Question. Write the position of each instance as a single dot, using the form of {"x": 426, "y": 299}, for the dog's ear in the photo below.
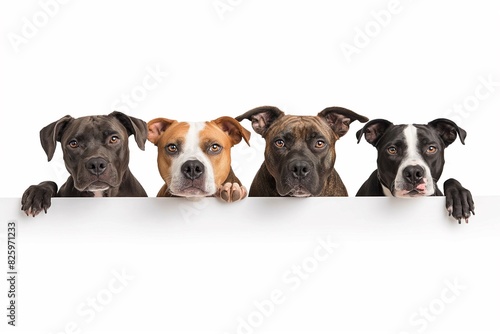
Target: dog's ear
{"x": 261, "y": 118}
{"x": 134, "y": 126}
{"x": 233, "y": 128}
{"x": 373, "y": 130}
{"x": 156, "y": 127}
{"x": 339, "y": 119}
{"x": 448, "y": 130}
{"x": 52, "y": 133}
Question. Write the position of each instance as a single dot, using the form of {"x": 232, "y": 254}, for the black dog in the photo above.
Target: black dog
{"x": 411, "y": 160}
{"x": 96, "y": 154}
{"x": 300, "y": 151}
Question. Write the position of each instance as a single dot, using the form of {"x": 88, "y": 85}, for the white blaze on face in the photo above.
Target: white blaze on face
{"x": 191, "y": 150}
{"x": 412, "y": 157}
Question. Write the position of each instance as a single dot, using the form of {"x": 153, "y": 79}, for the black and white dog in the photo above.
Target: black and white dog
{"x": 411, "y": 160}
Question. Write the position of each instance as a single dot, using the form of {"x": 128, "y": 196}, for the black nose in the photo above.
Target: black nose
{"x": 96, "y": 166}
{"x": 299, "y": 169}
{"x": 192, "y": 169}
{"x": 413, "y": 174}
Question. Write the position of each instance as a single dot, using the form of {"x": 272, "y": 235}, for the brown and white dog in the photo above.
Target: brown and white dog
{"x": 194, "y": 158}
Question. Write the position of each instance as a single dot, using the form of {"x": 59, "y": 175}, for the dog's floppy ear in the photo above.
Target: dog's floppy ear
{"x": 52, "y": 133}
{"x": 261, "y": 118}
{"x": 134, "y": 126}
{"x": 373, "y": 130}
{"x": 156, "y": 127}
{"x": 448, "y": 130}
{"x": 339, "y": 119}
{"x": 233, "y": 128}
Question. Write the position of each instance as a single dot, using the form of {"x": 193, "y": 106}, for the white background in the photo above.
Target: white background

════════════════════

Return exactly the lines from the one containing "ear in the photo above." to the last line of the data, and nothing more.

Question. Write the position of each instance as a single dot, using the form of {"x": 59, "y": 175}, for the dog's floppy ear in the photo above.
Target: dog's floppy ear
{"x": 52, "y": 133}
{"x": 261, "y": 118}
{"x": 134, "y": 126}
{"x": 373, "y": 130}
{"x": 156, "y": 127}
{"x": 448, "y": 130}
{"x": 339, "y": 119}
{"x": 233, "y": 128}
Question. Write the position of each instance as a single dot, using the form of {"x": 193, "y": 106}, for the white background in the photo above.
Target: white background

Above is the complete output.